### [Written exercise]
Put the lines of the records below into a JSON list of strings, one string per line and with blank lines left out. Begin at the line that contains "Label each instance of the sky" and stop after the line that contains "column 18, row 86".

------ Records supplied ------

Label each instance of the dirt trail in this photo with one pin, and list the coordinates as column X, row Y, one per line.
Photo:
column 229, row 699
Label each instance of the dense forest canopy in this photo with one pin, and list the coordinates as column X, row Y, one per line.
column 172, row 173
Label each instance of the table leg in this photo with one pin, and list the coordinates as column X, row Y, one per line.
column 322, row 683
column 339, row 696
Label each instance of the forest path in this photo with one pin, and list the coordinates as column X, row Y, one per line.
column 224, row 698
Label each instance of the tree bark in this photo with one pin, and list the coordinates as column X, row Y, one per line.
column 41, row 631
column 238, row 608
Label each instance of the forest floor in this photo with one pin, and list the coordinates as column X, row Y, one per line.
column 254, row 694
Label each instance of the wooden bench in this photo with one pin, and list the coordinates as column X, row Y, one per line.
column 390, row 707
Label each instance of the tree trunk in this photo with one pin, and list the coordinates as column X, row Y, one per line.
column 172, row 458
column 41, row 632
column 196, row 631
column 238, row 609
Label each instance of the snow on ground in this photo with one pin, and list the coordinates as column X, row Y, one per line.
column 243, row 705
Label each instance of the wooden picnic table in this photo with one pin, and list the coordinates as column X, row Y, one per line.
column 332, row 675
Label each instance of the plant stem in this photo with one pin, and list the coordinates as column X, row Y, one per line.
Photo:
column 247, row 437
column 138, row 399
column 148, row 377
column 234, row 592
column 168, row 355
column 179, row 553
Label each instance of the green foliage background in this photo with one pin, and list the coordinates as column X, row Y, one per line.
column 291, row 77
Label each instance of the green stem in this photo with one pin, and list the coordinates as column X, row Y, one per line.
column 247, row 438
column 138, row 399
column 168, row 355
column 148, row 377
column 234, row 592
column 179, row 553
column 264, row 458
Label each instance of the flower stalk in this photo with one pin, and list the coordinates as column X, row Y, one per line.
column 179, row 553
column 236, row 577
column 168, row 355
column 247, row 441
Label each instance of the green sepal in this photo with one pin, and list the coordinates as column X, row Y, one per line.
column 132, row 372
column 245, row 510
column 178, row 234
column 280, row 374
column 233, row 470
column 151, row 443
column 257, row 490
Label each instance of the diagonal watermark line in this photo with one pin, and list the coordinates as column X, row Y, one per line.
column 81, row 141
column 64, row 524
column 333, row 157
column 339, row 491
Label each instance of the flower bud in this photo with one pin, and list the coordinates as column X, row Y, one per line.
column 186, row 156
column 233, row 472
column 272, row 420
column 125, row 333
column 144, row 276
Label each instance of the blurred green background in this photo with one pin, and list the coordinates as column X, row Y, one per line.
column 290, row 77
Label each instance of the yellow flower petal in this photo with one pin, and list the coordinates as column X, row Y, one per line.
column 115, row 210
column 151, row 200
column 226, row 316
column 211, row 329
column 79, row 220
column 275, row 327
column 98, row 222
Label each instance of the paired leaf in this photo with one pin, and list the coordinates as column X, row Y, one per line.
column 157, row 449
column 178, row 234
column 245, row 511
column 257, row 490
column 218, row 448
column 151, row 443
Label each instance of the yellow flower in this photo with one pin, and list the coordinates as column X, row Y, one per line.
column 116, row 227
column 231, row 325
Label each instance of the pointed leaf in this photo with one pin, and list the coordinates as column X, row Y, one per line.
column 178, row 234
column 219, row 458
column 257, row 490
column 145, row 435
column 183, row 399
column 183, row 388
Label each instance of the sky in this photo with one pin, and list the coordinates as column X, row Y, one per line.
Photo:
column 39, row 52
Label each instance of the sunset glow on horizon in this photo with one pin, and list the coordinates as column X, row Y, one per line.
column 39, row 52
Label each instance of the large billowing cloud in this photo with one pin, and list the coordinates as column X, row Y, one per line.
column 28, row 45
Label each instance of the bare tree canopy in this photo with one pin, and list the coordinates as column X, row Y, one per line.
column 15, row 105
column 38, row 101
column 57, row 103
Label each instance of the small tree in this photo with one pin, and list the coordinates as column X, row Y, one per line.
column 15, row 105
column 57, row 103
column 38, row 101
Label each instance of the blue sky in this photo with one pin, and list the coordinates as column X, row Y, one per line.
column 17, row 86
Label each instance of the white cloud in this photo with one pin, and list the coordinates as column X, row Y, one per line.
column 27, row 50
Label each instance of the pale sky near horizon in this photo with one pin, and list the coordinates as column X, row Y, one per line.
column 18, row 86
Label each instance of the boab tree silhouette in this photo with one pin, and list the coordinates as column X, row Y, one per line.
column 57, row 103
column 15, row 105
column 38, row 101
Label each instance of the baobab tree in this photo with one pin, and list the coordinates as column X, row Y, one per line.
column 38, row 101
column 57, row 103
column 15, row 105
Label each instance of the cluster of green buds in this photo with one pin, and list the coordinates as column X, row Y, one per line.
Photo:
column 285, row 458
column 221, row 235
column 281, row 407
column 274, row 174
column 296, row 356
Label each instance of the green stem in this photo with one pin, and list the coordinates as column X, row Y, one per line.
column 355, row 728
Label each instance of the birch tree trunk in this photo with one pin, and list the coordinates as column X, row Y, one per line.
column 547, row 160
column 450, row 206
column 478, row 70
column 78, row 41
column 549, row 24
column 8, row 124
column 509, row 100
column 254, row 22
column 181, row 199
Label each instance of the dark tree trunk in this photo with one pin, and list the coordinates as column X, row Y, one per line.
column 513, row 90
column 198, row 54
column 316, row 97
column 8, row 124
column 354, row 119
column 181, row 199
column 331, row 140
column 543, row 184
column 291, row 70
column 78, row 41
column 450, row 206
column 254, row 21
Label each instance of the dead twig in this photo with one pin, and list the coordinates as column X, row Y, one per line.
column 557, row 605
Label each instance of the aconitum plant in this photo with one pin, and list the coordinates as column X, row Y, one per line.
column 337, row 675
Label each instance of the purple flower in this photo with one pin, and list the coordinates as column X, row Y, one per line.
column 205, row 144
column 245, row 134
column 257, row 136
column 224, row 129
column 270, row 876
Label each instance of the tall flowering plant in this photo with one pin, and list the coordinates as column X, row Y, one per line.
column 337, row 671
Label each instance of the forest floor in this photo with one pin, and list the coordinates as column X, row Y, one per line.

------

### [The response]
[
  "Label each instance of the sky in this photo with one pin, and list the coordinates as column X, row Y, one per line.",
  "Photo:",
  "column 39, row 52",
  "Label each instance of the sunset glow on horizon in this photo with one pin, and list the coordinates as column X, row Y, one per line.",
  "column 39, row 52",
  "Label each instance of the large billowing cloud in this photo with one pin, and list the coordinates as column X, row Y, one per line.",
  "column 28, row 45",
  "Label each instance of the bare tree canopy in this photo with one pin, and list the coordinates as column X, row Y, one per line.",
  "column 15, row 105",
  "column 38, row 101",
  "column 57, row 103",
  "Label each instance of the small tree in this photo with one pin, and list the coordinates as column X, row Y, one per line.",
  "column 15, row 105",
  "column 57, row 103",
  "column 38, row 101",
  "Label each instance of the blue sky in this photo with one pin, and list the coordinates as column X, row Y, one per line.",
  "column 17, row 86",
  "Label each instance of the white cloud in this photo with one pin, and list the coordinates as column X, row Y, one per line.",
  "column 27, row 50",
  "Label each instance of the pale sky near horizon in this photo with one pin, and list the coordinates as column X, row Y, one per line.",
  "column 18, row 86"
]